Still, in observing and working with this monk over a period of time, and in listening to the observations of others who know him well, I cannot help wondering if there is not some strong causal link between his asceticism, with its goal of self-mastery, and his coldness and inhumanity to others.  And if that’s the case, then I have to conclude that asceticism may not lead self-evidently to the practical compassion that is, in my understanding, the goal of the life of discipleship.  It may lead in precisely the opposite direction, to a desire to extend to others the mastery one believes one has achieved over oneself.

As I also note above, I have known at least one person, a nun, who practiced extreme forms of self-mortification at one point in her life, and who is one of the most outstandingly holy persons I have ever met.  I learned of the self-mortifications not from her but from others who knew her, including several other nuns.

At one point in her life, this nun fasted repeatedly until she was weak, and she also slept on the floor, interrupting her sleep several times each night to pray.  That is, she engaged in these practices until other sisters in her community found out about them and she was forbidden to continue them—particularly when the nights on the floor led to pneumonia.

And I am open to being convinced that these forms of self-mortification may well have had something to do with this nun’s outstanding holiness.  I’m open to being so convinced, because there did sometimes seem to be a direct correlation between the self-mortification and her willingness to spend herself in an admirably self-denying way in service to others.

This nun spent some years as a chaplain in a Catholic university.  As a chaplain, she lived in the women’s dorm, among the young women to whom she ministered.  And I know from what I observed of her behavior as a chaplain, and what others told me, that she often spent entire nights sitting up with someone who needed to talk to her—that she was always available when someone knocked on her door at any hour of the night, and that she denied herself sleep on many evenings in order to listen to someone’s painful story, encourage someone whose spirits were flagging, help someone through a hard patch.

Everything depends, it seems, on the use to which we put our practices of self-abnegation—on whether those practices tend towards generous, self-giving love or towards some other less desirable ends.  Ascetics like Teresa of Avila, who routinely got up before her sisters during the night as they went to the chapel for prayers, so that she could hold a lantern on the stairs and help them make their way in the dark, suggest that self-denial oriented to the service of others can be the means to extraordinary holiness.

But ascetics whose self-mortification rubs away humanity and undermines tenderness of heart: those ascetics can be the bane and not the blessing of a religious community.  Everything depends on love.

CHALLENGES ->
**a.** Answer these questions about the essay on asceticism:
(i) Where did the nun work as a chaplain?
(ii) What illness did her nights on the floor lead to?
(iii) What did Teresa of Avila hold on the stairs for her sisters?
**b.** Reproduce the essay on asceticism word for word, from "Still, in observing" up to and including "achieved over oneself.".
These items have nothing to do with the essay.

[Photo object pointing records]
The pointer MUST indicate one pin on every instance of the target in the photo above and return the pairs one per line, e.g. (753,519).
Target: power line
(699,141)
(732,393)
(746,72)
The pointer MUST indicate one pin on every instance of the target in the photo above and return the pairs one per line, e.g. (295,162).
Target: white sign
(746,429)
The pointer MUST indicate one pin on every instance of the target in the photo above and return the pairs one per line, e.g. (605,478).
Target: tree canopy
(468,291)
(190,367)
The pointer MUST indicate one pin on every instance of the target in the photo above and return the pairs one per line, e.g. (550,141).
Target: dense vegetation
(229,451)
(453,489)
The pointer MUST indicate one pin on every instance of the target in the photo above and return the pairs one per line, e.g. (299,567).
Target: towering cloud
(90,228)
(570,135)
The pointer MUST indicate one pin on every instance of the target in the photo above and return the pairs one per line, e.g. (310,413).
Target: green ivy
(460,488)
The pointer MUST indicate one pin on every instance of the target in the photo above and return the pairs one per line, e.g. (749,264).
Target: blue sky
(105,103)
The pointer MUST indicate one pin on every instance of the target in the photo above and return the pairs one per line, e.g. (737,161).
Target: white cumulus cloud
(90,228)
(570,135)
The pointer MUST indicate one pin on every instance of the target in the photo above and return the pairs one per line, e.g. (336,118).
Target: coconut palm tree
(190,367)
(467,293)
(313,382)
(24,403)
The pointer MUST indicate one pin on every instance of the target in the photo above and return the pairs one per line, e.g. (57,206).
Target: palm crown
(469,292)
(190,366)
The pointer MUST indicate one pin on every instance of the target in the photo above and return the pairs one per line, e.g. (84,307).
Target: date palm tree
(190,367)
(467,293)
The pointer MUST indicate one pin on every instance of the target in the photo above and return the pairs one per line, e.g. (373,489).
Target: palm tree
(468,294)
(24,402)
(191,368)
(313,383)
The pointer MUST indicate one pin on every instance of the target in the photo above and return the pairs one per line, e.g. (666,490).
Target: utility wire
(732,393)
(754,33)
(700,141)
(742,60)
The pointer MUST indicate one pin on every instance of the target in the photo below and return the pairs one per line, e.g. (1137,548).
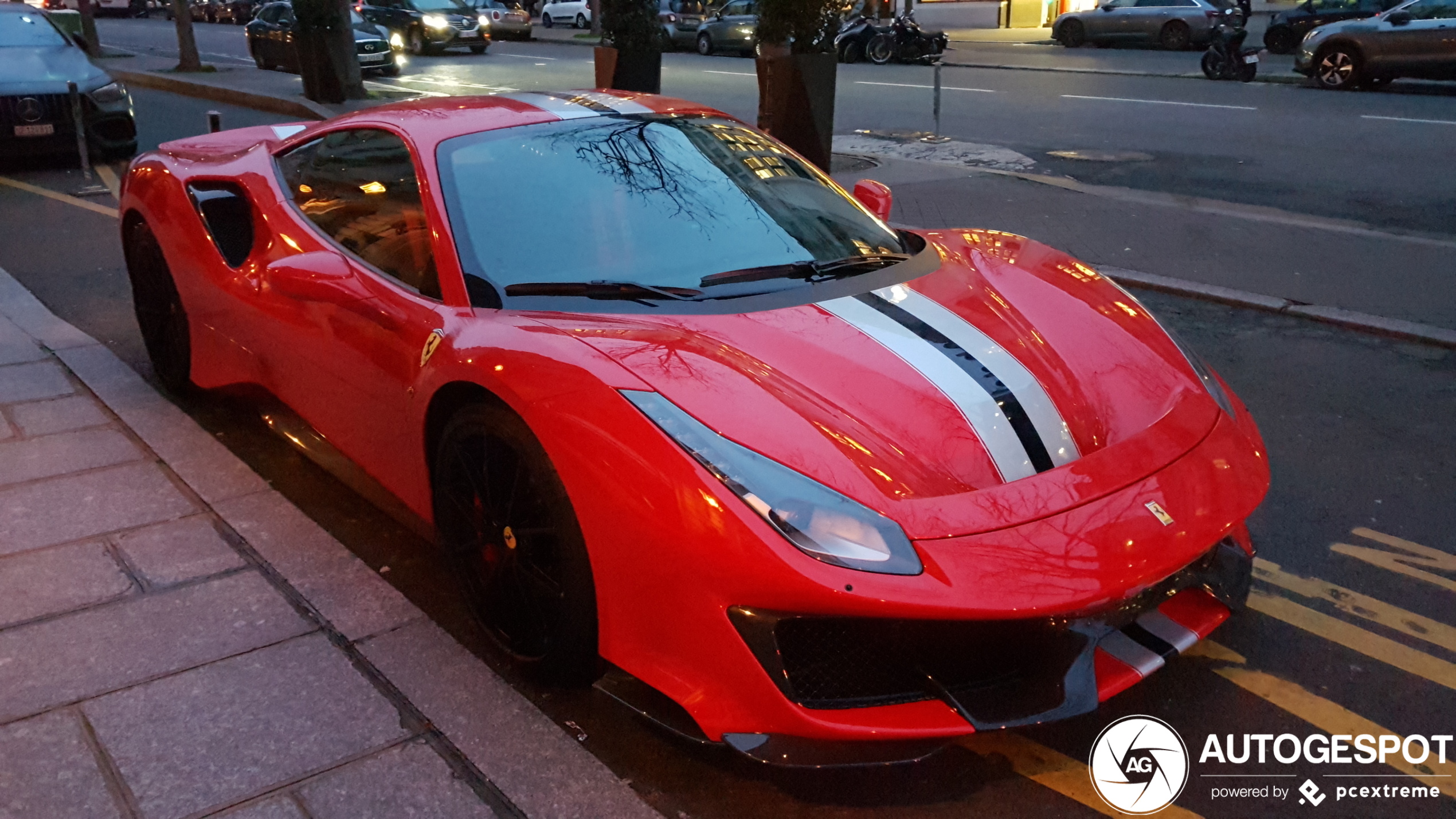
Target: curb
(302,108)
(1276,79)
(1349,319)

ANSWERS IN ORDER ->
**a.**
(i) At a Catholic university.
(ii) Pneumonia.
(iii) A lantern.

**b.**
Still, in observing and working with this monk over a period of time, and in listening to the observations of others who know him well, I cannot help wondering if there is not some strong causal link between his asceticism, with its goal of self-mastery, and his coldness and inhumanity to others.  And if that’s the case, then I have to conclude that asceticism may not lead self-evidently to the practical compassion that is, in my understanding, the goal of the life of discipleship.  It may lead in precisely the opposite direction, to a desire to extend to others the mastery one believes one has achieved over oneself.